- Work item:
Give back every record precisely.
---- Extracted entries
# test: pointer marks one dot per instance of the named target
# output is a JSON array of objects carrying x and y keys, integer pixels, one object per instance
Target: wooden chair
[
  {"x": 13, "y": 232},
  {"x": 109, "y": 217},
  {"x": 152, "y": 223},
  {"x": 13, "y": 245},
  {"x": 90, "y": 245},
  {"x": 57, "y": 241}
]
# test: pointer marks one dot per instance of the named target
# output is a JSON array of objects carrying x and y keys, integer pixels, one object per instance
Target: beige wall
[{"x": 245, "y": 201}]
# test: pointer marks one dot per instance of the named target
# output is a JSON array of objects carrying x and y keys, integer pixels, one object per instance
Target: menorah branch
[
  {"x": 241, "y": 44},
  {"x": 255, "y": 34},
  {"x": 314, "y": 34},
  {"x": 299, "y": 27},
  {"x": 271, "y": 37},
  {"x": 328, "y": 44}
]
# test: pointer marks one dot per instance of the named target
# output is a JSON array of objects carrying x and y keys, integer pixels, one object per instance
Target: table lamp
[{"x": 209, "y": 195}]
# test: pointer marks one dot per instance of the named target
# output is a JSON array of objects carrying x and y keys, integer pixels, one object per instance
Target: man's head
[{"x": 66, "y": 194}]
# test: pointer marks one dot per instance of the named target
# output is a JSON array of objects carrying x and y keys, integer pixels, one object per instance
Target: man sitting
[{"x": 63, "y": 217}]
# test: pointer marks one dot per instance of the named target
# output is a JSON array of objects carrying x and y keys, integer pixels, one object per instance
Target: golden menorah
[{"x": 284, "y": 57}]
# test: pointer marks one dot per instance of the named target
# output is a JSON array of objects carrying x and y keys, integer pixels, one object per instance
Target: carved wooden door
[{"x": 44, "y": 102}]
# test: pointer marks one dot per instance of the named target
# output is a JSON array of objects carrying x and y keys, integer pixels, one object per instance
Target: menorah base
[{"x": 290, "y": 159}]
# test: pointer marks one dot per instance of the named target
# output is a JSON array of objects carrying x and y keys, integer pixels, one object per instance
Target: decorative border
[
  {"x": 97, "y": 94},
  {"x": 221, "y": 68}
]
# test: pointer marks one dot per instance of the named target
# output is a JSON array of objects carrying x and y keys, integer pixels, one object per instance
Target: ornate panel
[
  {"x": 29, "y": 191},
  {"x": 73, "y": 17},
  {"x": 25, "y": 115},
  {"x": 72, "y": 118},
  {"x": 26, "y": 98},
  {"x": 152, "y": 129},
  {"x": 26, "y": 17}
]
--------
- Response for this exercise:
# test: pointer marks one dot per instance of the named target
# output is a JSON array of objects carrying x and y keys, integer pixels, one object per instance
Target: wooden chair
[
  {"x": 13, "y": 232},
  {"x": 109, "y": 217},
  {"x": 152, "y": 223},
  {"x": 13, "y": 245},
  {"x": 90, "y": 245},
  {"x": 57, "y": 241}
]
# test: pointer marks one dot per instance of the named target
# output is a JSON array of objects carrying x and y keys, integer pixels, one object per instance
Target: beige wall
[{"x": 245, "y": 201}]
# test: pointer marks one dot per instance of the named target
# output is a JSON array of objects carrying x and y keys, integer pixels, one object per instance
Target: menorah branch
[
  {"x": 241, "y": 44},
  {"x": 255, "y": 34},
  {"x": 314, "y": 34},
  {"x": 299, "y": 27},
  {"x": 271, "y": 37},
  {"x": 328, "y": 44}
]
# test: pointer marks one dot per instance of the named target
# output is a JSON array of objects carrying x and y keys, integer pixels, one object per instance
Target: table lamp
[{"x": 209, "y": 195}]
# test: pointer marks one dot per instance of the named target
# output is a JSON array of objects carrying x and y keys, integer pixels, one object per instance
Target: man's head
[{"x": 66, "y": 194}]
# test: pointer marks one dot per instance of the named target
# output is a JSON array of objects carrying x and y keys, integer pixels, one object per instance
Target: man sitting
[{"x": 63, "y": 217}]
# test: pointer marks one dot per instance of the named target
# output is a JSON array of objects carrying x and y keys, integer pixels, one object per instance
Target: golden menorah
[{"x": 284, "y": 57}]
# test: pointer marks one dot per instance of the named target
# output is a JSON array of objects carrying x and y keys, integer pixels, one object per instance
Target: carved wooden door
[{"x": 44, "y": 102}]
# test: pointer marks one dot per instance of the named target
# output is a JSON array of objects carrying x and y keys, integer pixels, one object per instance
Target: menorah base
[{"x": 290, "y": 159}]
# test: pointer marks one dot per instance of the named target
# output is a JSON array of objects carrying x and y keys, integer pixels, one object per instance
Target: decorative border
[
  {"x": 97, "y": 94},
  {"x": 221, "y": 68}
]
# test: pointer marks one dot per instance of the named target
# output is a JSON array of objects carrying x and y keys, integer pixels, one object per instance
Target: ornate panel
[
  {"x": 29, "y": 191},
  {"x": 73, "y": 17},
  {"x": 25, "y": 115},
  {"x": 72, "y": 118},
  {"x": 26, "y": 98},
  {"x": 152, "y": 129},
  {"x": 26, "y": 17}
]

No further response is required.